Work instructions: Every line of the entries that holds the word "below" is to be copied.

Dataset entries:
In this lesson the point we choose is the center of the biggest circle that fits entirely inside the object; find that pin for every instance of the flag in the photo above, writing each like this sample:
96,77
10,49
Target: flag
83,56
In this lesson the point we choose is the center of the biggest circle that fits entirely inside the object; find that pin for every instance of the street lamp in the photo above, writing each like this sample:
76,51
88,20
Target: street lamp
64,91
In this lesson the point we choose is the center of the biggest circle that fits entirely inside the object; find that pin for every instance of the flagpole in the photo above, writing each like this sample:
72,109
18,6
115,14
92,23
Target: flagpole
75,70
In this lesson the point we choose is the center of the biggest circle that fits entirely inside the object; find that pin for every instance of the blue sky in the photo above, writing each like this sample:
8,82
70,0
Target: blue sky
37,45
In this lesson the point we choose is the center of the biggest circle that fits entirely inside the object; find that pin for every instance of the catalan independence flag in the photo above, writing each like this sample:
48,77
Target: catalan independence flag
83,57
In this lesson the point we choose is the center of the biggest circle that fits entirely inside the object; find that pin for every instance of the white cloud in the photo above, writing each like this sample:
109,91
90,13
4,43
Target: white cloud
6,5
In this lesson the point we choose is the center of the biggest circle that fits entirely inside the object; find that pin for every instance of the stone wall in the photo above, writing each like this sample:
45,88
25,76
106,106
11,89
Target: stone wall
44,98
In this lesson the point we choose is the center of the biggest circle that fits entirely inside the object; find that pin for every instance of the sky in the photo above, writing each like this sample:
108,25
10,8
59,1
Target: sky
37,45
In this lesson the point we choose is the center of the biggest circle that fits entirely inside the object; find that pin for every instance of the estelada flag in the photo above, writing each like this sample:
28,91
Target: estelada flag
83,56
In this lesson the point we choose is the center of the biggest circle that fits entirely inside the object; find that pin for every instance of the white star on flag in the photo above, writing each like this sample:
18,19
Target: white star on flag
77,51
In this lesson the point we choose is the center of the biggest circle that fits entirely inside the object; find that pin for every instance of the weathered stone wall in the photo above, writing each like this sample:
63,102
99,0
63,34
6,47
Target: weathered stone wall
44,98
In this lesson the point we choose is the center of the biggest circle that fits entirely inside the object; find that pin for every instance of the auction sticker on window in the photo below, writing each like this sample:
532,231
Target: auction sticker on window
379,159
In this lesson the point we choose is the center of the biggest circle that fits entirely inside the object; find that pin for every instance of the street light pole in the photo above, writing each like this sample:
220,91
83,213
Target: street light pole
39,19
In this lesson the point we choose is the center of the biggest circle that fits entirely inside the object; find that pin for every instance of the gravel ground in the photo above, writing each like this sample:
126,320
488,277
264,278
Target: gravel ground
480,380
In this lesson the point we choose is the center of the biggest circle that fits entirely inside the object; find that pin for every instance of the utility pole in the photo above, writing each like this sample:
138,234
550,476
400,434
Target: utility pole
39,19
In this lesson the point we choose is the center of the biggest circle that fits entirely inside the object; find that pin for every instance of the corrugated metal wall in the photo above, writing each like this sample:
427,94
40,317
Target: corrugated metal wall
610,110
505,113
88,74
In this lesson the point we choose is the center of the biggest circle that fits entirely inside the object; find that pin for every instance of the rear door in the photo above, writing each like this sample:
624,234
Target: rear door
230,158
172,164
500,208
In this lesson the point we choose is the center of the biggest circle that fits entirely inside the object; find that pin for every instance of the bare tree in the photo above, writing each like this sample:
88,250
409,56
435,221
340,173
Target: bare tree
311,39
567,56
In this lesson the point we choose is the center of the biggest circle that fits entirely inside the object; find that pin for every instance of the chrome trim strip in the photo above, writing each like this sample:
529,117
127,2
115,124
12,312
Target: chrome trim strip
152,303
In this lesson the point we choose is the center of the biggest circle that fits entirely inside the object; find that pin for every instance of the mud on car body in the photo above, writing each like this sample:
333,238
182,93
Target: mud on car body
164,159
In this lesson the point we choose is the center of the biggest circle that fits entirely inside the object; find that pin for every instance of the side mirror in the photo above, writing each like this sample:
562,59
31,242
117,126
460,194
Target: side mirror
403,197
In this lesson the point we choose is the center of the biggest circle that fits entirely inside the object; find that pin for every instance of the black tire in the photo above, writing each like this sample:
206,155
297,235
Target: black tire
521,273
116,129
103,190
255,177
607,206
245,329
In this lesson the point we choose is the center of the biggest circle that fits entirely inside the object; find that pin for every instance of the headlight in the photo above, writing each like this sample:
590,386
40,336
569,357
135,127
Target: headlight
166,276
...
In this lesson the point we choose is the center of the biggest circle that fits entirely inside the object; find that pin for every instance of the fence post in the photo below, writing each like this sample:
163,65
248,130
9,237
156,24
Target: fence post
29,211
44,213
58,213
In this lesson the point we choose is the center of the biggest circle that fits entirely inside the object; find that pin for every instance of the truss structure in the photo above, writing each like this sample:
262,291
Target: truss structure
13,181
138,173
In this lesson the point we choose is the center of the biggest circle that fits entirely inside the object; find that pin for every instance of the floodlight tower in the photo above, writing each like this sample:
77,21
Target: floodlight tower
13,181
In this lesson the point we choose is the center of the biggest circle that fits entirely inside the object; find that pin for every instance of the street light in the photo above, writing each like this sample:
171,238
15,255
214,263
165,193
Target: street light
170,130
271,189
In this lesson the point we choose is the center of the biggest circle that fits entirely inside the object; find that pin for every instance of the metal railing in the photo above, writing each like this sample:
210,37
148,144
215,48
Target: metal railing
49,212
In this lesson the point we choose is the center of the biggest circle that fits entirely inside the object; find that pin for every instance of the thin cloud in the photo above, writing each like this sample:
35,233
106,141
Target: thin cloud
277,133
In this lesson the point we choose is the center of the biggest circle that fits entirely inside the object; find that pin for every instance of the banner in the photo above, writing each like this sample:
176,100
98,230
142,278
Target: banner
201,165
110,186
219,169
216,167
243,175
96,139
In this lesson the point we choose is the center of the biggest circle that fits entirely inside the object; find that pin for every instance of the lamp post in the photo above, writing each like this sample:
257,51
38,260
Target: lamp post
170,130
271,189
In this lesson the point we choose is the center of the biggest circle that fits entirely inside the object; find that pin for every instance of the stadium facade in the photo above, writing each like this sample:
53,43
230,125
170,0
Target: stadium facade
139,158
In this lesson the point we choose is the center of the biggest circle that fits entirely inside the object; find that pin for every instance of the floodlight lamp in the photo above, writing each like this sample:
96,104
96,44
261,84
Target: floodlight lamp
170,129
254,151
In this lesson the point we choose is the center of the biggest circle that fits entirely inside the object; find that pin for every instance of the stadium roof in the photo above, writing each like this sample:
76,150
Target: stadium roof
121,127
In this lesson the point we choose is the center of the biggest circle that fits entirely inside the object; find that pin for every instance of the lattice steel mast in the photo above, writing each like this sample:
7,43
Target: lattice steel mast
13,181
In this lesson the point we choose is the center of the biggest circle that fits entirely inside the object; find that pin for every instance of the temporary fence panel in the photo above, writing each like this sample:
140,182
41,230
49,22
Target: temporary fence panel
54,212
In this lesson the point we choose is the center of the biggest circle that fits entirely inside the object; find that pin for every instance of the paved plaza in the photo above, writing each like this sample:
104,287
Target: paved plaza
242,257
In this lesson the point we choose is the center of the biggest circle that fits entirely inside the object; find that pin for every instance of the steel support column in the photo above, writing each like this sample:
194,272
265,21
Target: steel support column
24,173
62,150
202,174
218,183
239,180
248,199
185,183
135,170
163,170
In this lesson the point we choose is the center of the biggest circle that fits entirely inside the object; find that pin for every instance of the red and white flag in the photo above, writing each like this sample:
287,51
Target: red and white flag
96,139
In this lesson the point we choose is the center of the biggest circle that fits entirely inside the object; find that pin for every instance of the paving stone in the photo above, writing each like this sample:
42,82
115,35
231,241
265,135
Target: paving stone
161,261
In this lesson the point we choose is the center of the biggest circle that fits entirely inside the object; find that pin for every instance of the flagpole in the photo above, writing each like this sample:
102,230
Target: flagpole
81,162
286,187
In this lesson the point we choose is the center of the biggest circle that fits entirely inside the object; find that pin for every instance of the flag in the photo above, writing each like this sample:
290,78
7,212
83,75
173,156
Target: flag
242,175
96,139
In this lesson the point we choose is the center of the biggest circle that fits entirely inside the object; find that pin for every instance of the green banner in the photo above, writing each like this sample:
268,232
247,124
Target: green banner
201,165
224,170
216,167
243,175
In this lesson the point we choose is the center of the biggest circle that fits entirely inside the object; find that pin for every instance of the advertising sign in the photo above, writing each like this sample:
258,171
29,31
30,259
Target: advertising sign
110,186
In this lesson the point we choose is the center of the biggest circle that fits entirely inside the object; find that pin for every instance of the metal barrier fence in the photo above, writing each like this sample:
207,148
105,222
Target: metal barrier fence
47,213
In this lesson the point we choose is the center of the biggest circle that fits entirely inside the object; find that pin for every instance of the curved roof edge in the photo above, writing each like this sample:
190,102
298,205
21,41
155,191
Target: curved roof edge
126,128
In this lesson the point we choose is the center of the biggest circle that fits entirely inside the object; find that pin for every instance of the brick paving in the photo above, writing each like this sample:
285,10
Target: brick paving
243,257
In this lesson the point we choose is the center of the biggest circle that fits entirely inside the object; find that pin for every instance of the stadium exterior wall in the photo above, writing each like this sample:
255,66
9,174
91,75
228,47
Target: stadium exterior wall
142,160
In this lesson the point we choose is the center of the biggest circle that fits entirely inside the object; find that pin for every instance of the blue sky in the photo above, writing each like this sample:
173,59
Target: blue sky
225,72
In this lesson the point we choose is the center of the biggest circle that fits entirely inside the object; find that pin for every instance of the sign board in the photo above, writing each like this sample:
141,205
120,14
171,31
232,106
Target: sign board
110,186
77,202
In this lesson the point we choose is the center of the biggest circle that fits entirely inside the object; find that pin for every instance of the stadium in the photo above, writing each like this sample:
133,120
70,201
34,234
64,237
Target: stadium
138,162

The completed task:
In this lesson the point we choose is the center of the biggest circle that fits entirely inside the object; find that pin for every instance of the auction sticker on window in the photo below, writing each like this sample:
In this lesson the point we choose is the center of the biggest circle that fits entirely inside the object; find that pin for every instance of the fence post in the photo below, writing each like this sample:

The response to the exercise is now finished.